The Colorado Department of Human Services says it has cleared a backlog of inmates who had to wait months in some cases for court-ordered mental health evaluations and treatments.
In a letter sent to Disability Law Colorado on Jan. 29, the department said long-term and immediate changes implemented in 2015 have dissolved the list of inmates — none yet convicted of the charges — waiting for services.
Iris Eytan, one of the attorneys pursuing a lawsuit against the department, said the law center has not yet verified that the backlog is cleared. She said the center is in the “process of investigating the claims made in the letter.”
Even if CDHS has eliminated the backlog, the department still faces a lawsuit alleging that it violated a federal settlement agreement by allowing the waitlist to form in the first place. That question will be answered in March after a two-day hearing in U.S. District Court in Denver.
“Pretrial detainees are no longer waiting in jail beyond the time frames originally agreed upon by the parties,” the letter read. “Thus, concerns about their rights being compromised due to delayed admission should be alleviated.”
Dr. Patrick Fox, chief medical officer for the Human Services Department, said an increase in staff last year played a large role in eliminating the waitlist. To help keep future wait times down, CDHS must work with judges and attorneys to “ensure that people who are being referred for in-patient competency evaluations really need an in-patient level of observation.”
Defendants who do not require in-patient services should have their competency evaluations completed without being admitted to the Colorado Mental Health Institute at Pueblo or to the jail-based restoration programs, Fox said.
“Those are limited resources and we want to make sure that the way we use those resources is appropriate,” Fox said.
In September, lawmakers approved $2.7 million to help hire additional psychologists to perform competency evaluations and add 30 beds to the jail-based restoration programs. The $4 million needed to fund the additional psychologists and beds for the following year has not yet been approved.
Clearing the backlog, however, does not halt ongoing litigation against the state.
The law center in October asked a federal judge to reopen a lawsuit filed against CDHS in 2011 and require the department, which handles competency evaluations ordered by judges, to eliminate the waitlist.

• _Supplied information_
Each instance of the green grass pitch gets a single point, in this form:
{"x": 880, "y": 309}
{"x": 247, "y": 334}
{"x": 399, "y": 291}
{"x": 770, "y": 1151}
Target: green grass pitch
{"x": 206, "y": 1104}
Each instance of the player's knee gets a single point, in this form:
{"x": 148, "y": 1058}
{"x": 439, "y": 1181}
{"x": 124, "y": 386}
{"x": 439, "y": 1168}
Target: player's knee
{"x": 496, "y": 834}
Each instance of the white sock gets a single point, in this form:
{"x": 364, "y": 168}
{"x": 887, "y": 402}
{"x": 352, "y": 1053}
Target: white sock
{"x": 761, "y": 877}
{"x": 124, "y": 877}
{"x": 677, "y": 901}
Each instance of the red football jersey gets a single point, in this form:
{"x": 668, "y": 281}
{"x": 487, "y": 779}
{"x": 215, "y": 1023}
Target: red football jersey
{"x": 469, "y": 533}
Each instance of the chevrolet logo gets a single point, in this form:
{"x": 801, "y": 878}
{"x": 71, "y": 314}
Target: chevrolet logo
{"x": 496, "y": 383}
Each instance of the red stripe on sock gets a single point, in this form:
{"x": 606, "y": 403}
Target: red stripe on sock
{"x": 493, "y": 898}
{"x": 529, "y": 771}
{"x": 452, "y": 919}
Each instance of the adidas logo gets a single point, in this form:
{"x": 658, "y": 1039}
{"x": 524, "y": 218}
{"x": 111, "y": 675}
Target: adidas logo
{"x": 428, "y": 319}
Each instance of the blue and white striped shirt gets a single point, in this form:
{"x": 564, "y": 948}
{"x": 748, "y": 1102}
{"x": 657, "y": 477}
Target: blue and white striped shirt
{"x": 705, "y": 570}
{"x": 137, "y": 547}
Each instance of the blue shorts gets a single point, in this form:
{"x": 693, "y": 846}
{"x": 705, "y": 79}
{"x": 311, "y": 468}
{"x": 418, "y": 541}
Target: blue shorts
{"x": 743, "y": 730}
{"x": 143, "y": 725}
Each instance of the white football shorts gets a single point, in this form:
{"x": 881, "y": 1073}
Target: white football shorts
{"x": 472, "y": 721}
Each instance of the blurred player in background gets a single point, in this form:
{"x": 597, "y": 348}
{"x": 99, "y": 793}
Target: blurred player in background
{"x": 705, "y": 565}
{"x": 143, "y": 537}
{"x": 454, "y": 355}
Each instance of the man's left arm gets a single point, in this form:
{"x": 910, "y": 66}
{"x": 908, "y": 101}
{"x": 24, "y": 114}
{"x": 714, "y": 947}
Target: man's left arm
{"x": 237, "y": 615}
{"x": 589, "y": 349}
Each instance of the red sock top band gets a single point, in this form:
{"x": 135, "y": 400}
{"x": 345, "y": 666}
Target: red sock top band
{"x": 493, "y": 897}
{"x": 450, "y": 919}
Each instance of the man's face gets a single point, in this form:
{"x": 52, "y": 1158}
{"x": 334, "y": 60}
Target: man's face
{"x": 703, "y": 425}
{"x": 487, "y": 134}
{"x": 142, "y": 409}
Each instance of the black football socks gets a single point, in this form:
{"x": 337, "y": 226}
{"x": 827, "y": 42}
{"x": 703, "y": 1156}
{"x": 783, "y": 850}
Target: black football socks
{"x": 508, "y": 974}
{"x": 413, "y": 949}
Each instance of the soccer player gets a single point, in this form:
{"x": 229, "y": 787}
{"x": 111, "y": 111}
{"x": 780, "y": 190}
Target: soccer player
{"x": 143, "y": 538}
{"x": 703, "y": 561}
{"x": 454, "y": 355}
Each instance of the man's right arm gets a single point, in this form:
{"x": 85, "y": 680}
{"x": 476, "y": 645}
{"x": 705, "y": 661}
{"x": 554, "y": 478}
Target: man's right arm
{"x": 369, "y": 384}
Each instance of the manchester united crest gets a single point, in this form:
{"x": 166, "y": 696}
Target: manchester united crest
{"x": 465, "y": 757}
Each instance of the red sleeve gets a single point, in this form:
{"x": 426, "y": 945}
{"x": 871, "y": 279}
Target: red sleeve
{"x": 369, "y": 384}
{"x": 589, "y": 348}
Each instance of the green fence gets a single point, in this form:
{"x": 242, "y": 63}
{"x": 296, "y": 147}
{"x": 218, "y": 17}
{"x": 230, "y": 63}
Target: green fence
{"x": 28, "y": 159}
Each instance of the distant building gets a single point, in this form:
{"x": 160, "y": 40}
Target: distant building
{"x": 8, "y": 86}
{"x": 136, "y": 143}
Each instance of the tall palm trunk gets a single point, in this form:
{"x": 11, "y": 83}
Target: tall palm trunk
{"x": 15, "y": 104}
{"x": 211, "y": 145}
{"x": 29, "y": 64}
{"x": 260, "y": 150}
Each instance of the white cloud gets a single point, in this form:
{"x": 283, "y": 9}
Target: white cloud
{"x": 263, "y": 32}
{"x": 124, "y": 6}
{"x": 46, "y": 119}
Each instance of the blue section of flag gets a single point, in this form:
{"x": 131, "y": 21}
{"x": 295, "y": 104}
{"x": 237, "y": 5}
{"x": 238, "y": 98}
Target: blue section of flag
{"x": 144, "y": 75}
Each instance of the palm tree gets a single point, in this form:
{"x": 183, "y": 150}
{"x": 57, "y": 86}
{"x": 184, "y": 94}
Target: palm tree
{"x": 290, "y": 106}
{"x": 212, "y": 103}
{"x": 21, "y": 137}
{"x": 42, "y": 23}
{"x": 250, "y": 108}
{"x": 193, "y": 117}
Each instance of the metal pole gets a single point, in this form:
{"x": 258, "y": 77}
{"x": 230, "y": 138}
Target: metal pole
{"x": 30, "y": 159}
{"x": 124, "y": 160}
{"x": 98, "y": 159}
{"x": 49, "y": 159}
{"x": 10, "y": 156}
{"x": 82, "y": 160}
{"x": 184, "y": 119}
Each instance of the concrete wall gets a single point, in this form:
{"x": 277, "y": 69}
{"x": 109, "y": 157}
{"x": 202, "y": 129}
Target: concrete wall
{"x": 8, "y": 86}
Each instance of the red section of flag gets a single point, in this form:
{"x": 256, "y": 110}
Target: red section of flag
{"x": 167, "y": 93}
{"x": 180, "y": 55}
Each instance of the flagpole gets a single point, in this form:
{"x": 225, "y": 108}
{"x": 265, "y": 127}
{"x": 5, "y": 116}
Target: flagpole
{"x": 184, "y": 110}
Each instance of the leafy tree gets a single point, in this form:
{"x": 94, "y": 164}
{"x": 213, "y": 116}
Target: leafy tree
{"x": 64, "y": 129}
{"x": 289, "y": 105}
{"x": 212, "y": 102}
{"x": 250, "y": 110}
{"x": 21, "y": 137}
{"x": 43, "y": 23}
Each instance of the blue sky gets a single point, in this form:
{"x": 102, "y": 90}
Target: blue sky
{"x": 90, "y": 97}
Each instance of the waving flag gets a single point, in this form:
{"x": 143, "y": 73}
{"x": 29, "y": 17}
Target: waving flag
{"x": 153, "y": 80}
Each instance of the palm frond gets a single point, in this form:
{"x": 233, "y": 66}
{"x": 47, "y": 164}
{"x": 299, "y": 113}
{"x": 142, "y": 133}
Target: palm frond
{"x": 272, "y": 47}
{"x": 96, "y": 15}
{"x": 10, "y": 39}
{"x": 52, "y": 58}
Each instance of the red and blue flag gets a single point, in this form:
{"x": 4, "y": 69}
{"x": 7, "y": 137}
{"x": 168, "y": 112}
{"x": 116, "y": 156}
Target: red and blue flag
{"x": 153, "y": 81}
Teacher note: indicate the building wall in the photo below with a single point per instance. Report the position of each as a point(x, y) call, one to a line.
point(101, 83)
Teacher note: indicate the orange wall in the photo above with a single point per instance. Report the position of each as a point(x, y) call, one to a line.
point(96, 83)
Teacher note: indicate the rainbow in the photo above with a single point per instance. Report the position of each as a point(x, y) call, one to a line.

• _What needs to be done_
Continue the news article on Colorado's backlog of jail inmates awaiting mental health evaluations, starting after its final sentence.

• _Reply_
In their filing, the law center revealed a directive at the state hospital to admit only one person a day. That directive led to a waitlist of an estimated 100 inmates.
The law center also accused the the state of providing misleading or false information to cover up the backlog.
CDHS acknowledged implementing a temporary policy to admit one patient a day at the hospital and said staff entering the data failed to account for the policy change. It also argued that an unrelenting increase in the number of evaluations being ordered and staffing issues were problems outside of the state’s control.
The department argued that reopening the case was premature and the issues should be solved through mediation.
On Dec. 18, a federal judge wrote that CDHS’s request for mediation “puts the cart before the horse” and agreed to reopen the case.
The settlement agreement was a result of the law center’s 2011 lawsuit claiming CDHS was failing to provide timely evaluations and treatments. In 2012, the law center and CDHS reached a compromise meant to ensure that hundreds of criminal defendants spend less time waiting for state doctors to determine whether they’re fit to continue their cases and provide treatment if they are not.
The agreement requires the department to complete in-jail evaluations 30 days after they are ordered or admit people to the state hospital for in-patient evaluations within 28 days. If defendants are found to be incompetent, they must be admitted to the hospital or an in-jail treatment program within 28 days.